→ **Short exercise**
Copy out the lines from the one containing "Point to one spot on every instance of the iridescent" through the one containing "[(178, 53)]", inclusive, with the requests left intact, and shift every coordinate in the answers by -38.

→ **Material provided**

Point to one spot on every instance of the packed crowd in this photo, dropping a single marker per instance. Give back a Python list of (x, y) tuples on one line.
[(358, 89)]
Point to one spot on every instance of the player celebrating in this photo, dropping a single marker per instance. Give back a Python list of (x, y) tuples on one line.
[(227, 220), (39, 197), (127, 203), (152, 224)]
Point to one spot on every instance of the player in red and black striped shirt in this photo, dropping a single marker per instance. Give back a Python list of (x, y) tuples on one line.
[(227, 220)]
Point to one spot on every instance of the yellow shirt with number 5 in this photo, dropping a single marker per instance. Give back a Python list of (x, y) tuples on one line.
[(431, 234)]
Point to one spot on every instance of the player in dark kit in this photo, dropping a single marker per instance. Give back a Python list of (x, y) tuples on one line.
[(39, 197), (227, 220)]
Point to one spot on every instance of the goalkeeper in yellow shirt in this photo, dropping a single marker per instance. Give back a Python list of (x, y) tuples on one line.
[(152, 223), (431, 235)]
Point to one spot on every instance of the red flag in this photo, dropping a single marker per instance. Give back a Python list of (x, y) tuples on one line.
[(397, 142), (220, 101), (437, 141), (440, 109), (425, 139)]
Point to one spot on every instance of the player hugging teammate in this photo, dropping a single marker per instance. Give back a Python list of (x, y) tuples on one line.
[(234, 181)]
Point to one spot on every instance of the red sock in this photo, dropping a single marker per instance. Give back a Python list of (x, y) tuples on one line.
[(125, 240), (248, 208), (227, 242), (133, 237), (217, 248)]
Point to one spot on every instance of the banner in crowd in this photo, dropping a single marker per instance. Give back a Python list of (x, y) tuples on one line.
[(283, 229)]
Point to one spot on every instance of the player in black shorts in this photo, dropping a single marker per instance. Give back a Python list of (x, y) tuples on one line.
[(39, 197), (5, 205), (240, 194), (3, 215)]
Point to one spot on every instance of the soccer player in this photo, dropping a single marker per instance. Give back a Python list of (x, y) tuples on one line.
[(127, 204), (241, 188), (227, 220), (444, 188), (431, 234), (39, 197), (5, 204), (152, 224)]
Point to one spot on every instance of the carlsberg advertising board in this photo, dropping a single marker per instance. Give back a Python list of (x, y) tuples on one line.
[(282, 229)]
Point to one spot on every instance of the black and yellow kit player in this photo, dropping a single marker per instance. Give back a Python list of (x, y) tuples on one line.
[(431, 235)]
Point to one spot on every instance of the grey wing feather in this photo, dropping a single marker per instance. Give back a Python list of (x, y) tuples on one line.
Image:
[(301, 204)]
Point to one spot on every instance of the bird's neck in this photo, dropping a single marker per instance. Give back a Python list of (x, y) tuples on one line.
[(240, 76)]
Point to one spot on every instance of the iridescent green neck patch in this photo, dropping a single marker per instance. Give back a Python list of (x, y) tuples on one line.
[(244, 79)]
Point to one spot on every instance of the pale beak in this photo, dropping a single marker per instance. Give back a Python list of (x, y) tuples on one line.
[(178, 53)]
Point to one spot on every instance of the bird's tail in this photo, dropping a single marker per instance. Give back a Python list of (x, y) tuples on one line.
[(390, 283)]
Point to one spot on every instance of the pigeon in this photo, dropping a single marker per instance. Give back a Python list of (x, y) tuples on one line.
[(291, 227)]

→ **Correct output**
Point to one spot on every instance of the iridescent green neck patch in this photo, dropping a single marker per instance. Give back a Python list of (x, y) tuples on one line.
[(206, 41)]
Point to one spot on every instance of the pale beak in this photo, dropping a single marker per instance. Give back a Python list of (x, y) tuples on one line.
[(140, 15)]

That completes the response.